Excerpts from a detection dataset:
>>

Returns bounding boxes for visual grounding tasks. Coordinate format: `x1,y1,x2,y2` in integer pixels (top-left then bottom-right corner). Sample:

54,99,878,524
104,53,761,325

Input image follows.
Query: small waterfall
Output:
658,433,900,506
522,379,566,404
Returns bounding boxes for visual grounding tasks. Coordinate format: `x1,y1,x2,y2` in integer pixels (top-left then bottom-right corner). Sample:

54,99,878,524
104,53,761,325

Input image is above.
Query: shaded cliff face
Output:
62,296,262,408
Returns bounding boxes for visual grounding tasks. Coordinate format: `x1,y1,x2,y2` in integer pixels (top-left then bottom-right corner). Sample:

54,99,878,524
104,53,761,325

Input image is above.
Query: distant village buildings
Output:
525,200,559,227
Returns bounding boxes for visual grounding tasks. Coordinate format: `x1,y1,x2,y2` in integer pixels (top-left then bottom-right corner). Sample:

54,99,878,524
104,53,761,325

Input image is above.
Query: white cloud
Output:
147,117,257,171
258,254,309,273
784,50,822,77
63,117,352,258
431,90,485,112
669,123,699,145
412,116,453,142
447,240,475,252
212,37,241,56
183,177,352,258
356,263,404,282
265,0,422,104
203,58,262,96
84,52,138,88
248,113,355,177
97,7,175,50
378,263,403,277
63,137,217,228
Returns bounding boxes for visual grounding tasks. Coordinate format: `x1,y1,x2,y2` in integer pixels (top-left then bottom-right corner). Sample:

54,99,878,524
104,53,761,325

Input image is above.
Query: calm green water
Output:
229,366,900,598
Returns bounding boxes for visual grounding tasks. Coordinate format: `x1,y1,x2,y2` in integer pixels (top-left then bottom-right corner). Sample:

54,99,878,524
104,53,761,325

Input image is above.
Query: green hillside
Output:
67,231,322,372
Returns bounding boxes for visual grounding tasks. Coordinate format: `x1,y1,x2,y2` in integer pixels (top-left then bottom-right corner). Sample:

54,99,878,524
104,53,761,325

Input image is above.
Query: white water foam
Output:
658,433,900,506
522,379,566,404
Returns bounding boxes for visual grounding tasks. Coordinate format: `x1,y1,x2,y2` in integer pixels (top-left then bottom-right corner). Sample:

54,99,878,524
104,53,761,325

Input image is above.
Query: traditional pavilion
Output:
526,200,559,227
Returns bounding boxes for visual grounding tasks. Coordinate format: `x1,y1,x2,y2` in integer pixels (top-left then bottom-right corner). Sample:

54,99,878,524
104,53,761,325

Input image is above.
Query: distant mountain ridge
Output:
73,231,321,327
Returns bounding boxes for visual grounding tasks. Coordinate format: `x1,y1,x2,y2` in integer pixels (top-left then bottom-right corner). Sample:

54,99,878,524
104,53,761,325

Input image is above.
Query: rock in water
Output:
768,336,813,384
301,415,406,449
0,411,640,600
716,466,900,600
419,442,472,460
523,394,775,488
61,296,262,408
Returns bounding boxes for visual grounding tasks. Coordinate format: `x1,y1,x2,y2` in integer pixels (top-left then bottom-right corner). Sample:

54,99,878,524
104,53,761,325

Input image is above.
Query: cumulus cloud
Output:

<<

PROBLEM TO SOLVE → Identify each line in the rows above that contains the word "white", and copy every such line.

OUTPUT →
Query: white cloud
Query: white water foam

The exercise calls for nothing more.